▶ GIVEN PASSAGE:
>> start

Programming the Keystone

Developing on the keystone2 can be divided into two major sections: ARM (TI calls it Linux) and DSP (TI calls it DSP/BIOS). For this project we want to develop on the ARM side since that is where GNU Radio will be running. Unfortunately most of the documentation and examples focus on developing applications for the DSP side while the ARM side is turned off using TI's debugger. However, TI's software is smart in that it is multilayered and the DSP compiler is somewhat similar to the ARM compiler so porting code from the DSP to the ARM shouldn't be too difficult. This section describes the software in more detail and explains a method of writing code for the ARM side using the libraries provided by TI.

Useful TI pages for communication between the ARM and DSP and CoProcessors
- System Management
- Transports
- Msgcom or MessageQ
- ARM+DSP Shared Memory
- CMEM and MessageQ

Multicore Software Development Kit (MCSDK)

>> end

▶ SUPPLIED DATA:
>> start

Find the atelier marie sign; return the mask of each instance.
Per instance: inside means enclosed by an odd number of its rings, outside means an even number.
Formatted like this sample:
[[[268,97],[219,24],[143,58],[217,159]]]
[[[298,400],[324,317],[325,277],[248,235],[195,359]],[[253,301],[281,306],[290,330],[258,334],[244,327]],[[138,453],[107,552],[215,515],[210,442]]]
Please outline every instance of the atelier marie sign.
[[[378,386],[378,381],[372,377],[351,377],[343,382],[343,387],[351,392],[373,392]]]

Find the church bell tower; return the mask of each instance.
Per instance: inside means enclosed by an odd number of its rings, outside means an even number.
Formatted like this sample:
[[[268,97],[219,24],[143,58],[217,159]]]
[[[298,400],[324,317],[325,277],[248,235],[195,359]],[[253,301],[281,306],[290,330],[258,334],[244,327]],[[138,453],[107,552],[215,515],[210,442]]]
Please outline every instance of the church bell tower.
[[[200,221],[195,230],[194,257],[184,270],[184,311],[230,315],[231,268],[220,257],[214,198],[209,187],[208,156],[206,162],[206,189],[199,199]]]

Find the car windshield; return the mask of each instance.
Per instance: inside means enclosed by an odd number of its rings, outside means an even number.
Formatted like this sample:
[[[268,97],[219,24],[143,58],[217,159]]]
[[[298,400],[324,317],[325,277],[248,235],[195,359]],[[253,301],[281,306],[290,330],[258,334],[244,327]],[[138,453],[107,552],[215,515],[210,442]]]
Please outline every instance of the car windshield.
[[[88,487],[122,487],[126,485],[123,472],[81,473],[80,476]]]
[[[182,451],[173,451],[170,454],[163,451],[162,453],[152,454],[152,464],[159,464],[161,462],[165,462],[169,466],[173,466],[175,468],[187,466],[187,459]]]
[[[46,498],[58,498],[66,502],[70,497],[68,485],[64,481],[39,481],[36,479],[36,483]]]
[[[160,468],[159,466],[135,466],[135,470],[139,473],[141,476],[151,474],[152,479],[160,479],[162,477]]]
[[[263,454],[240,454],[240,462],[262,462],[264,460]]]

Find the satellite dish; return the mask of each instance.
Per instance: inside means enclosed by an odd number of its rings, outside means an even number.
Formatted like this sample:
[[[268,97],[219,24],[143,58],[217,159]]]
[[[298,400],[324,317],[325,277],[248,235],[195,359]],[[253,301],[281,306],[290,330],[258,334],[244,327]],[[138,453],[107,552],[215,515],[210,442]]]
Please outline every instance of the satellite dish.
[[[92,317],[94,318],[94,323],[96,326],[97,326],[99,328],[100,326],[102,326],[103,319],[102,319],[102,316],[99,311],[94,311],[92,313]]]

>> end
>> start

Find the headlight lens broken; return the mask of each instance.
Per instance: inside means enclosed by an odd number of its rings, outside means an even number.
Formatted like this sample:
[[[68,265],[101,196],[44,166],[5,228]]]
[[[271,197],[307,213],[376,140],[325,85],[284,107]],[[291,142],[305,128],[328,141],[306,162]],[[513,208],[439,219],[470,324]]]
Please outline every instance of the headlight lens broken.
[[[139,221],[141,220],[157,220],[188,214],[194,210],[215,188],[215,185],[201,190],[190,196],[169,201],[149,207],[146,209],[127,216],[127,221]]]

>> end

▶ INSTRUCTIONS:
A – Condense the passage on programming the Keystone into two sentences.
B – According to the passage on programming the Keystone, why does the project develop on the ARM side?

▶ RESPONSES BY TASK:
A – Development on the keystone2 divides into an ARM side, which TI calls Linux, and a DSP side, which TI calls DSP/BIOS, and this project targets the ARM side because GNU Radio will run there. Most documentation and examples focus on the DSP side, but TI's multilayered software and the similarity between the DSP and ARM compilers should make porting code to the ARM not too difficult, and the section explains a method of writing ARM code with TI's libraries.

B – Because that is where GNU Radio will be running.